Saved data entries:
Segment Open

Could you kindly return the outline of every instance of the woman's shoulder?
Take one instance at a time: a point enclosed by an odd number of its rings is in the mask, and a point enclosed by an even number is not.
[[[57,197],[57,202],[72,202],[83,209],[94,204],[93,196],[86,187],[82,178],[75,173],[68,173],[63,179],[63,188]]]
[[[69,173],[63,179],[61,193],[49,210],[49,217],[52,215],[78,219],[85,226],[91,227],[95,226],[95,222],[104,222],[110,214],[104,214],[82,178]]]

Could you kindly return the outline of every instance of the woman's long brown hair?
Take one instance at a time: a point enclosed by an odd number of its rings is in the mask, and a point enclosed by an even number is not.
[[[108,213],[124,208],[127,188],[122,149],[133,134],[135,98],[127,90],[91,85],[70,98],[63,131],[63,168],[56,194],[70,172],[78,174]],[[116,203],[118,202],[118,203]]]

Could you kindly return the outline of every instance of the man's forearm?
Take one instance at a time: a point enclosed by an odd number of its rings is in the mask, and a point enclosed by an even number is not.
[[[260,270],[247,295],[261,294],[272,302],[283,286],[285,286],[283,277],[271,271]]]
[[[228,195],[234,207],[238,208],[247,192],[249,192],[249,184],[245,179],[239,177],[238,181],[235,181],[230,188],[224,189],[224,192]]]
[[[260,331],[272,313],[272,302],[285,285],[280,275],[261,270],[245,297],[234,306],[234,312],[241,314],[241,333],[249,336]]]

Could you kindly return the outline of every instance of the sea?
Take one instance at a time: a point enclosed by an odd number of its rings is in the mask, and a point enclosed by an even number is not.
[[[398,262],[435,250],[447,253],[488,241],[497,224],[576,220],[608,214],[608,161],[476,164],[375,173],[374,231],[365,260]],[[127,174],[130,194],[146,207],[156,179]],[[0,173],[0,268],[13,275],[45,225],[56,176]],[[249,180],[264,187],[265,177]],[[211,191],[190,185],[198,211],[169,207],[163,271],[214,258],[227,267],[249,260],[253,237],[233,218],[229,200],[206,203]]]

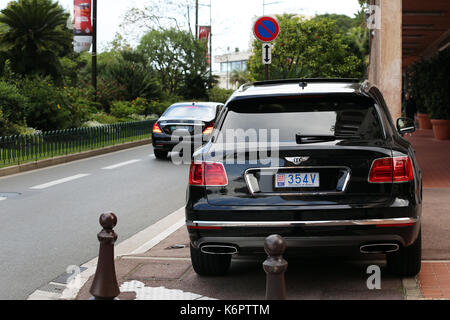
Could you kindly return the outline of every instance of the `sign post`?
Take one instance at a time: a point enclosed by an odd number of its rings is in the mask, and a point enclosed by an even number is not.
[[[277,20],[272,17],[261,17],[256,20],[253,27],[255,37],[263,42],[262,56],[265,65],[265,78],[269,80],[269,65],[272,63],[272,41],[280,34],[280,25]]]

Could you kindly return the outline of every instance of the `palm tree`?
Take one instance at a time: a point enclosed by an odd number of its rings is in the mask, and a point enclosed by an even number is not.
[[[233,70],[230,75],[230,82],[238,87],[249,82],[250,73],[247,70]]]
[[[59,57],[69,53],[69,13],[52,0],[10,2],[0,14],[0,53],[19,74],[61,78]]]

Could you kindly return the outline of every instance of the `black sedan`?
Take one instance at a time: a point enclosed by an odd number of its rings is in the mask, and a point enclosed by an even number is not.
[[[416,275],[422,174],[402,138],[414,130],[410,119],[393,123],[368,83],[241,87],[191,165],[186,224],[195,271],[224,274],[232,255],[264,253],[264,239],[279,234],[287,254],[386,254],[392,273]]]
[[[214,123],[223,104],[218,102],[185,102],[170,106],[153,126],[155,157],[167,158],[177,146],[191,152],[211,137]]]

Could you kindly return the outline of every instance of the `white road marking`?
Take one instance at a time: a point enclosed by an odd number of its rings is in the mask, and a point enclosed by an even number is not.
[[[0,201],[6,200],[6,199],[8,199],[8,198],[0,197]]]
[[[47,188],[56,186],[58,184],[62,184],[62,183],[66,183],[66,182],[69,182],[69,181],[81,179],[81,178],[87,177],[89,175],[90,174],[86,174],[86,173],[77,174],[75,176],[71,176],[71,177],[67,177],[67,178],[64,178],[64,179],[59,179],[59,180],[51,181],[51,182],[48,182],[48,183],[44,183],[44,184],[41,184],[41,185],[38,185],[38,186],[35,186],[35,187],[31,187],[30,189],[34,189],[34,190],[47,189]]]
[[[117,169],[117,168],[120,168],[120,167],[124,167],[124,166],[130,165],[130,164],[136,163],[136,162],[140,162],[140,161],[142,161],[142,160],[141,159],[135,159],[135,160],[130,160],[130,161],[126,161],[126,162],[121,162],[121,163],[114,164],[114,165],[109,166],[109,167],[104,167],[104,168],[102,168],[102,170],[113,170],[113,169]]]
[[[120,286],[120,292],[135,292],[135,300],[216,300],[200,294],[185,292],[179,289],[165,287],[146,287],[144,283],[132,280]],[[208,317],[212,315],[212,311]]]

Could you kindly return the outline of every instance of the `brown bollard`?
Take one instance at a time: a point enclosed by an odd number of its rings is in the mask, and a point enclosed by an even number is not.
[[[263,263],[267,274],[266,300],[286,300],[286,284],[284,273],[288,263],[283,259],[286,241],[279,235],[271,235],[264,242],[264,250],[268,257]]]
[[[94,282],[89,291],[93,295],[90,300],[114,300],[120,294],[114,266],[114,243],[117,234],[113,228],[116,224],[117,217],[114,213],[104,213],[100,216],[103,230],[97,235],[100,251]]]

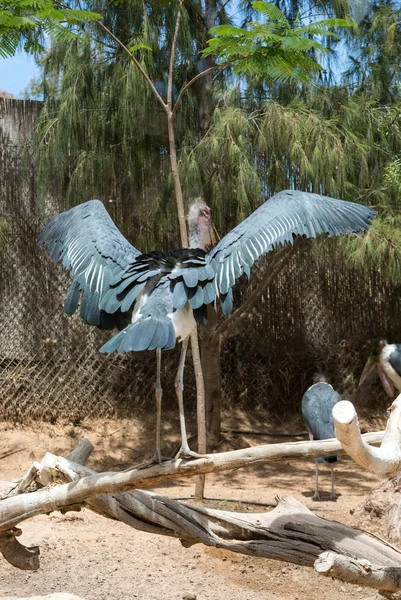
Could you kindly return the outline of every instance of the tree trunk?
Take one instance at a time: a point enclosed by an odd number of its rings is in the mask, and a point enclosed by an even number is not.
[[[208,322],[202,330],[201,355],[205,383],[208,449],[220,441],[221,425],[221,337],[216,334],[217,313],[208,307]]]

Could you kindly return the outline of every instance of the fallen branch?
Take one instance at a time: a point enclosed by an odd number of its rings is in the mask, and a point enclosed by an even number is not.
[[[326,443],[324,446],[332,443]],[[296,446],[299,448],[301,444],[305,446],[303,442]],[[322,444],[315,442],[313,445],[313,452],[321,454]],[[285,446],[288,452],[289,444],[282,446]],[[85,462],[91,450],[89,442],[84,442],[68,456]],[[125,489],[128,485],[126,478],[129,478],[130,473],[96,474],[80,462],[71,461],[69,457],[46,454],[43,460],[35,465],[38,467],[35,475],[36,485],[46,487],[0,501],[0,525],[3,529],[1,542],[6,537],[9,541],[12,538],[15,540],[15,536],[18,535],[19,530],[10,527],[10,522],[17,518],[18,510],[18,519],[22,521],[39,512],[51,512],[56,509],[65,512],[87,507],[135,529],[177,537],[186,547],[203,543],[206,546],[250,556],[285,560],[316,568],[322,574],[343,581],[356,581],[355,564],[369,564],[371,575],[362,577],[357,583],[380,587],[382,590],[395,590],[396,574],[401,572],[401,552],[346,525],[322,519],[293,498],[278,498],[277,507],[268,513],[235,513],[191,506],[144,490],[118,491],[119,488]],[[184,463],[186,467],[188,463]],[[162,467],[152,467],[145,471]],[[174,464],[169,464],[167,469],[173,472],[173,475],[170,474],[171,479],[179,473],[180,464],[175,464],[175,469]],[[140,472],[141,478],[144,477],[145,471]],[[28,472],[32,473],[32,469]],[[110,486],[110,479],[114,481],[113,495],[98,494],[99,489],[107,489]],[[22,481],[24,480],[27,478],[24,477]],[[62,483],[66,481],[67,483]],[[119,481],[118,485],[116,481]],[[81,500],[78,501],[78,498]],[[16,507],[19,507],[18,510]],[[4,531],[6,525],[8,530]],[[10,553],[4,553],[1,544],[0,550],[4,558],[14,566],[29,569],[39,566],[37,548],[25,548],[22,551],[25,554],[25,562],[22,559],[14,560]],[[327,552],[335,559],[329,559]],[[30,557],[30,563],[27,557]],[[401,589],[401,586],[396,589]]]
[[[369,446],[361,435],[354,405],[347,400],[333,408],[336,435],[354,461],[377,475],[395,473],[401,466],[401,394],[390,407],[387,428],[379,448]]]
[[[324,552],[316,560],[315,570],[327,577],[378,590],[397,592],[401,589],[400,567],[378,567],[366,559],[347,558],[334,552]]]
[[[382,437],[382,432],[364,435],[364,438],[371,443],[381,441]],[[43,512],[57,510],[68,503],[79,504],[85,502],[89,497],[99,494],[115,494],[125,490],[148,488],[177,478],[227,471],[250,464],[300,457],[317,458],[343,453],[344,450],[335,439],[291,442],[288,444],[255,446],[218,454],[206,454],[195,460],[166,461],[161,465],[153,465],[144,469],[131,469],[122,473],[96,473],[83,477],[79,481],[65,484],[62,491],[59,487],[53,487],[31,492],[29,502],[27,502],[24,495],[12,498],[3,497],[0,502],[0,533],[15,527],[21,520],[29,519]],[[55,459],[59,461],[66,460],[46,454],[44,462],[46,463],[46,460],[51,462]],[[47,485],[47,483],[42,480],[42,484]],[[69,502],[67,502],[67,498]]]

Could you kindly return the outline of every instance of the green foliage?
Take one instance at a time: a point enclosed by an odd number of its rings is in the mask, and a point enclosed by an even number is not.
[[[327,53],[322,38],[336,37],[335,27],[350,27],[352,21],[326,19],[302,26],[290,24],[278,6],[269,2],[252,2],[252,7],[266,22],[251,21],[248,28],[219,25],[211,33],[205,56],[214,55],[223,63],[233,64],[236,73],[263,75],[271,81],[308,81],[311,74],[322,71],[313,53]]]
[[[223,4],[216,5],[217,37],[199,62],[210,19],[197,0],[184,3],[174,96],[200,70],[213,66],[214,56],[233,64],[237,73],[252,75],[240,85],[231,71],[214,83],[202,78],[183,97],[175,127],[184,197],[203,195],[221,232],[266,197],[289,187],[371,204],[380,219],[361,247],[358,240],[342,242],[345,255],[361,266],[377,260],[383,269],[391,256],[389,269],[395,273],[401,264],[396,12],[375,4],[357,35],[352,37],[347,29],[344,44],[353,49],[353,64],[359,61],[359,66],[346,86],[322,86],[317,78],[312,85],[310,80],[313,72],[321,72],[317,55],[336,40],[334,28],[350,23],[326,19],[305,25],[297,16],[303,5],[292,3],[285,12],[283,4],[254,3],[259,21],[244,29],[229,22]],[[345,5],[337,4],[345,16]],[[155,1],[96,6],[166,98],[175,5]],[[165,115],[114,42],[100,31],[93,37],[88,28],[79,31],[75,26],[73,32],[87,43],[53,36],[42,62],[37,89],[46,104],[34,154],[39,197],[61,197],[66,207],[89,197],[110,200],[123,231],[136,232],[136,245],[171,245],[175,203]],[[367,40],[378,46],[369,48]],[[385,81],[391,82],[392,95],[383,102]],[[149,214],[156,217],[149,219]],[[390,250],[386,244],[392,244]],[[389,271],[389,277],[394,273]]]
[[[349,39],[350,67],[344,81],[368,91],[381,104],[400,99],[401,8],[398,0],[375,1]]]
[[[40,54],[45,50],[45,35],[58,40],[79,38],[80,26],[99,16],[60,8],[53,0],[0,0],[0,57],[14,56],[18,49]]]
[[[361,269],[377,269],[389,283],[398,285],[401,273],[401,215],[382,214],[362,238],[340,240],[346,260]]]

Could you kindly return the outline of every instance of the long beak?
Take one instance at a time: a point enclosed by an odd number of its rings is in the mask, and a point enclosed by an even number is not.
[[[212,223],[212,226],[209,229],[209,237],[210,242],[206,245],[206,250],[210,250],[210,248],[212,248],[215,244],[217,244],[217,242],[220,241],[220,236],[217,233],[217,229],[214,226],[214,223]]]
[[[391,379],[388,377],[387,373],[383,369],[380,362],[373,355],[369,356],[366,361],[365,368],[363,369],[361,378],[359,380],[358,387],[360,387],[363,383],[369,380],[372,373],[377,369],[380,377],[380,381],[382,382],[384,391],[390,396],[390,398],[394,398],[394,385]]]
[[[384,387],[384,391],[390,396],[390,398],[394,398],[394,386],[390,377],[387,375],[382,365],[379,364],[377,370],[379,371],[379,377]]]
[[[366,365],[362,371],[362,375],[359,380],[358,387],[360,387],[368,379],[369,375],[371,375],[373,373],[373,371],[377,368],[377,366],[378,366],[377,358],[373,355],[370,355],[368,360],[366,361]]]

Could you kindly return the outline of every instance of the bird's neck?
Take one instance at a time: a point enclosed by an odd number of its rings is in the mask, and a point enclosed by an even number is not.
[[[189,224],[189,247],[200,248],[206,252],[210,244],[210,226],[205,221],[195,221]]]
[[[207,252],[219,241],[219,237],[210,219],[198,219],[189,222],[189,247],[200,248]]]

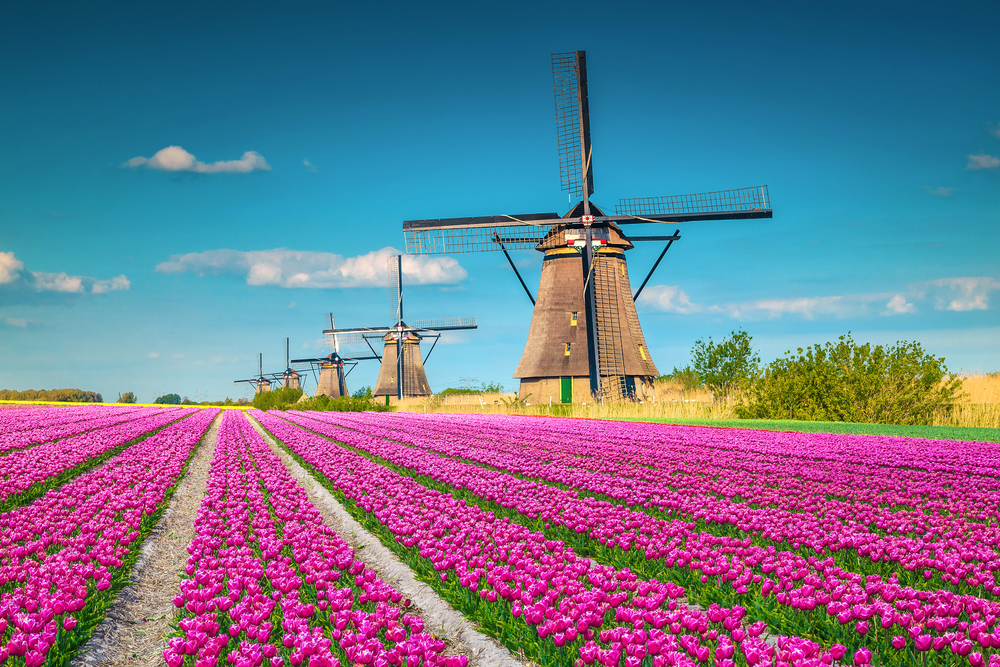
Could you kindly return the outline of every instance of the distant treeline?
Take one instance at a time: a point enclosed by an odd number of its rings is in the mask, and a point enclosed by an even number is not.
[[[96,391],[83,389],[0,389],[0,401],[53,401],[57,403],[103,403]]]

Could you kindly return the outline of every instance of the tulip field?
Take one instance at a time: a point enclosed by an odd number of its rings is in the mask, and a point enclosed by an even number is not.
[[[996,445],[131,406],[0,411],[0,665],[87,650],[199,447],[170,667],[469,663],[282,452],[526,664],[1000,665]]]

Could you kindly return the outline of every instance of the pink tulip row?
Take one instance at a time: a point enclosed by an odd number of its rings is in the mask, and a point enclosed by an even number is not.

Segment Closed

**Task prompt**
Every line above in which the word "long" is present must be copied into the answer.

**Result**
Could you kindly return the outline of every instance of the woman's long brown hair?
Could you kindly return the outline of every instance of the long beak?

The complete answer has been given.